Task goal:
Please locate every line in the records that contains the word "detail" and copy each of those lines.

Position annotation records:
━━━━━━━━

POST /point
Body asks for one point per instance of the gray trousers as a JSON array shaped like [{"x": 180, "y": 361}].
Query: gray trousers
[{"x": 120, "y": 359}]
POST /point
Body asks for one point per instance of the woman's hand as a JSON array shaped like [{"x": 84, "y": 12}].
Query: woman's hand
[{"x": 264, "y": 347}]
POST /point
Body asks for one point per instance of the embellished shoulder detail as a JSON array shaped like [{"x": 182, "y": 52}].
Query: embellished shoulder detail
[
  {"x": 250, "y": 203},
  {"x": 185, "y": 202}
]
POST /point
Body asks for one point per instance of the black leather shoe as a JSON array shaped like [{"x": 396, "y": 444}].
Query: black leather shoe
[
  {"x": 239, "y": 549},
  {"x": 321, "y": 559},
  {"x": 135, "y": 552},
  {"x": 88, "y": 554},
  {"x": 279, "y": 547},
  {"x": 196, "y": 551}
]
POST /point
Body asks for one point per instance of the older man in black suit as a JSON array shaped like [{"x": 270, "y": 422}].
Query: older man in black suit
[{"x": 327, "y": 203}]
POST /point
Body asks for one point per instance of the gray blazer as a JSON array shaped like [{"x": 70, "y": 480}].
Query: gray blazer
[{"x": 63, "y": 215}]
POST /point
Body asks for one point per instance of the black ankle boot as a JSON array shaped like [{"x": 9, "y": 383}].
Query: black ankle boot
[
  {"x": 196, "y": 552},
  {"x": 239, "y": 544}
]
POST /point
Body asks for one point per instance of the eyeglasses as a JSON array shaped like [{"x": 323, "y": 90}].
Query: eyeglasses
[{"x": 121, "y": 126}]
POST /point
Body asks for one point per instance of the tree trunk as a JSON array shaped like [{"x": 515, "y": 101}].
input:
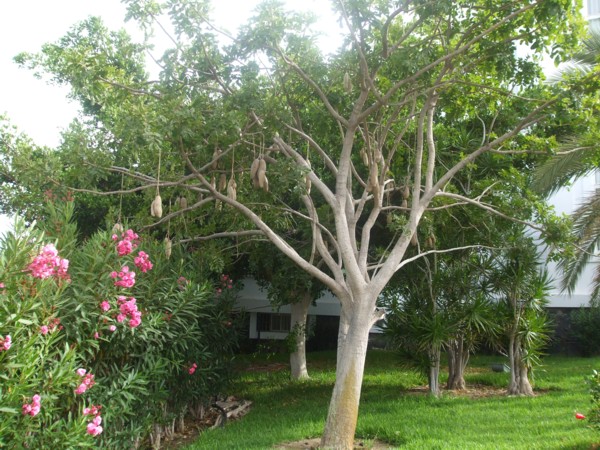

━━━━━━━━

Solution to this exercise:
Body asks for one point per instance of the embellished shoulder detail as a JSON array shaped like [{"x": 182, "y": 52}].
Query: embellished shoulder detail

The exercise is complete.